Публикация подготовлена как одно из начинаний международной исследовательской инициативы в память о Викторе Платоновиче Некрасове (см. об этой инициативе в блоге ее информационного партнера: philologist.livejournal.com/11931554.html)
75 лет назад в журнале «Знамя» была впервые напечатана книга Виктора Некрасова «В окопах Сталинграда»
Запоминающиеся дебюты украшают биографии известных людей. Первая публикация и вслед за ней главная премия страны — слава к Виктору Некрасову пришла именно так. О счастливом повороте судьбы не только биографы, но и сам Некрасов писал и рассказывал как о череде нечаянных удач. А премия в его повествовании выглядела непостижимым чудом — прихотью тирана.
Уже в эмиграции, в послесловии к «посевовскому» изданию своей первой книги 1 Некрасов написал:
«Свой юбилей, тридцатипятилетний, отмечает и эта книга. Вернее, роман «Сталинград», появившийся на свет в №№ 8, 9 и 10 журнала «Знамя» за 1946 год. Кое-кому из литературных властей предержащих столь обобщающее название показалось кощунственным, и в последующих отдельных изданиях роман превратился в повесть, а «Сталинград», ставший символом и понятием нарицательным, в менее обязывающее «В окопах Сталинграда». Не искушенный еще в тонкостях социалистического реализма автор с некоторым удивлением, но мужественно перенес первый нанесенный ему удар.
Само появление повести казалось в те дни невероятным, неправдоподобным. Литературная общественность растерялась. Книга о войне, о Сталинграде, написанная не профессионалом, а рядовым офицером. Ни слова о партии, три строчки о Сталине… Не влезало ни в какие ворота».
Как утверждает исследователь творчества Некрасова Ефим Гофман: «Действительно, «В окопах Сталинграда» — поразительный случай, когда партии в произведении практически нет». В отдельном издании повести (1948) мельком, в перечислении, упомянут парторг Костричный (в других изданиях “Быстрицкий”), который ни до, ни после как действующее лицо не появляется.

*Короткая задача*: Напишите, пожалуйста, продолжение приведенного выше текста о повести Виктора Некрасова «В окопах Сталинграда», начав сразу после его последнего предложения.

*Исходные данные*:
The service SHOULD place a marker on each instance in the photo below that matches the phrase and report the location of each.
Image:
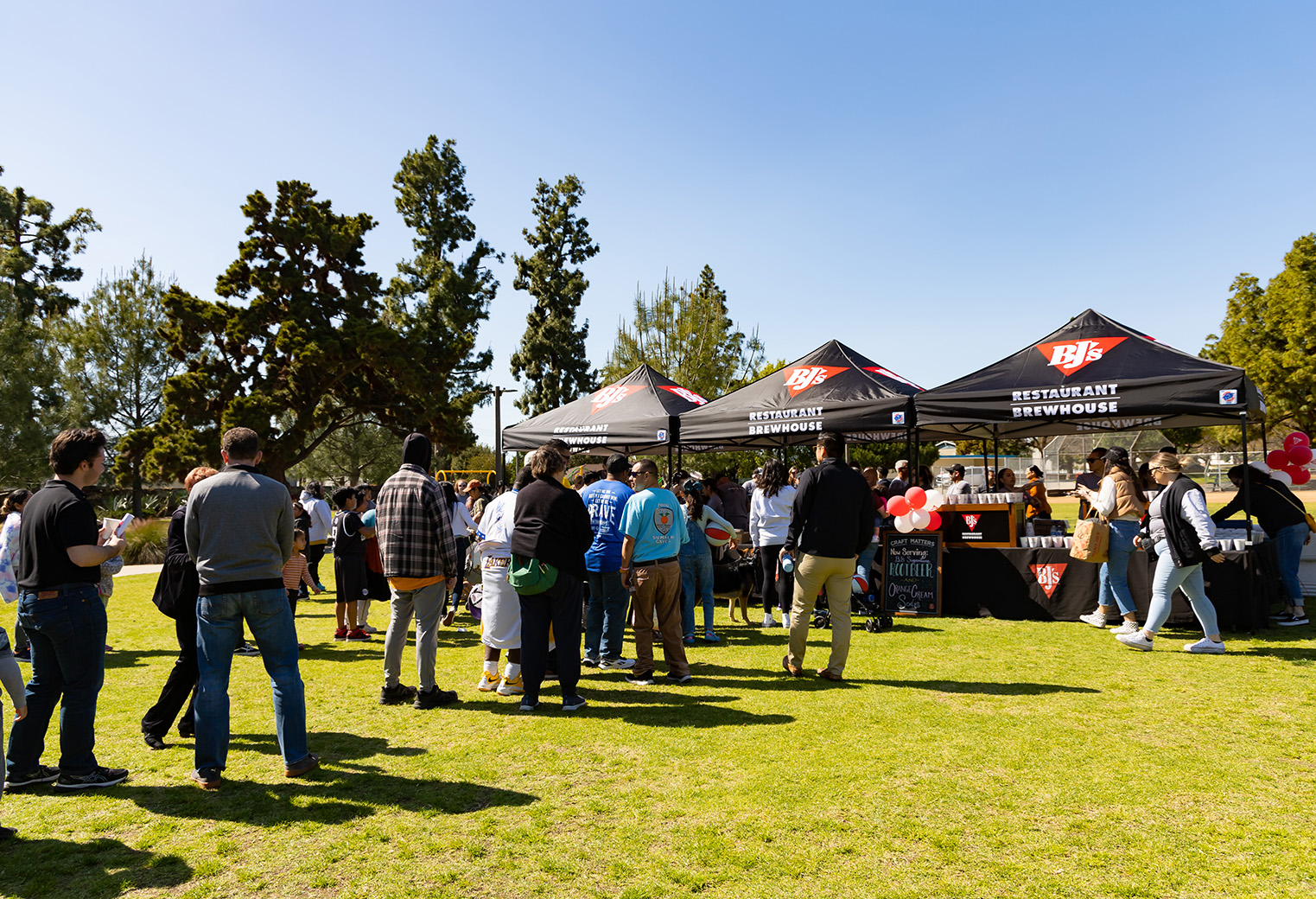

*Результат задачи*:
Об упоминаниях Сталина разговор будет особый.
«С другой стороны, свои страницы предоставил ей более чем авторитетный журнал «Знамя», и редактор его, Bс. Вишневский, живой классик, один из влиятельнейших руководителей Союза писателей — человек, во всем искушенный, знает, что к чему, что можно, чего нельзя.
Вот и началось в бесчисленных дискуссиях и статьях — «оно-то, конечно, правдивый рассказ и самим участником написанный, но нет в нем широты охвата… Взгляд из окопа… Дальше своего бруствера автор ничего не видит…» Приблизительно в таких выражениях говорил о повести тогдашний генеральный секретарь Союза писателей Александр Фадеев. Это не мешало, правда, секретариату или президиуму, на заседании которого он выступал, заочно принять автора в этот самый Союз писателей, случай беспрецедентный.
Через год тот же Фадеев, председатель Комитета по Сталинским премиям, вычеркнул в последнюю минуту фамилию автора из списка кандидатов, отправленного пред светлые очи. Неисповедимы пути Господни — наутро обомлевший автор увидел свое собственное изображение в «Правде» и «Известиях». (Вс. Вишневский потом, загадочно подмигивая, шепотом, закрыв предварительно все двери своего кабинета, сказал автору: «Только Сам мог вспомнить, никто другой…» — и развел руками.)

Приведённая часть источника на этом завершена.